__TASK BRIEF__.
Rewrite the records below, swapping each instance of "rough mask" for "coarse mask" and leaving all other text as it is.

..........

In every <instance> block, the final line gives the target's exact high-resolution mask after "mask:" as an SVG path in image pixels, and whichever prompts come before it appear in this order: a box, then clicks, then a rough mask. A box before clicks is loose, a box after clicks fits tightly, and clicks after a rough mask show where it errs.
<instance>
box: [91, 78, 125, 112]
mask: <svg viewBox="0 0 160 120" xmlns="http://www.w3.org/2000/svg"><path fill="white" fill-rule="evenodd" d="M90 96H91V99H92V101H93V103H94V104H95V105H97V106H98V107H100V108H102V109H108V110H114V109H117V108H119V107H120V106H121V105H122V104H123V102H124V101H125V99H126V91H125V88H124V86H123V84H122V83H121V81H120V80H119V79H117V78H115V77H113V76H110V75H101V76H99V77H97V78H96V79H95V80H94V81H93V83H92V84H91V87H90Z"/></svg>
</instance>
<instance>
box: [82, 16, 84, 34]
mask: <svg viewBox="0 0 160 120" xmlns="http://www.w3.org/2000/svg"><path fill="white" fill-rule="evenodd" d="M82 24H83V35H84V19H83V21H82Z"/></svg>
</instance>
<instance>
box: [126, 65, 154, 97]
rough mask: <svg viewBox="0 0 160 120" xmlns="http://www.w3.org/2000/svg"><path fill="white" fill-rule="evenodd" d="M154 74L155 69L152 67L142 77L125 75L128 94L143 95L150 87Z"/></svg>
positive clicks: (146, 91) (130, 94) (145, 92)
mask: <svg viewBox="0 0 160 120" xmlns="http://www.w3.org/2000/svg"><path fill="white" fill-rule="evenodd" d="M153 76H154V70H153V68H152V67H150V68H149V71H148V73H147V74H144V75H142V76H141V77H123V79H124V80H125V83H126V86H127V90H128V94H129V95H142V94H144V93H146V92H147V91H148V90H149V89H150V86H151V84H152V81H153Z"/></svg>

..........

__FINISHED TASK__.
In every <instance> block, the final line gives the target's exact high-resolution mask after "mask:" as an SVG path in image pixels, and whichever prompts come before it appear in this order: a box, then clicks, then a coarse mask. A box before clicks is loose, a box after clicks fits tightly, and clicks after a coarse mask show where it errs.
<instance>
box: [91, 78, 125, 112]
mask: <svg viewBox="0 0 160 120" xmlns="http://www.w3.org/2000/svg"><path fill="white" fill-rule="evenodd" d="M90 96H91V99H92V101H93V103H94V104H95V105H97V106H98V107H100V108H102V109H108V110H114V109H117V108H119V107H120V106H121V105H122V104H123V102H124V101H125V99H126V91H125V88H124V86H123V84H122V83H121V81H120V80H119V79H117V78H115V77H113V76H110V75H101V76H99V77H97V78H96V79H95V80H94V81H93V83H92V84H91V87H90Z"/></svg>
</instance>
<instance>
box: [82, 16, 84, 34]
mask: <svg viewBox="0 0 160 120" xmlns="http://www.w3.org/2000/svg"><path fill="white" fill-rule="evenodd" d="M82 24H83V35H84V19H83V21H82Z"/></svg>
</instance>
<instance>
box: [126, 65, 154, 97]
coarse mask: <svg viewBox="0 0 160 120" xmlns="http://www.w3.org/2000/svg"><path fill="white" fill-rule="evenodd" d="M154 74L155 69L152 67L142 77L125 75L128 94L143 95L150 87Z"/></svg>
positive clicks: (146, 91) (130, 94) (145, 92)
mask: <svg viewBox="0 0 160 120" xmlns="http://www.w3.org/2000/svg"><path fill="white" fill-rule="evenodd" d="M153 76H154V70H153V68H152V67H150V68H149V71H148V73H147V74H144V75H142V76H141V77H123V79H124V80H125V83H126V86H127V90H128V94H129V95H142V94H144V93H146V92H147V91H148V90H149V89H150V86H151V84H152V81H153Z"/></svg>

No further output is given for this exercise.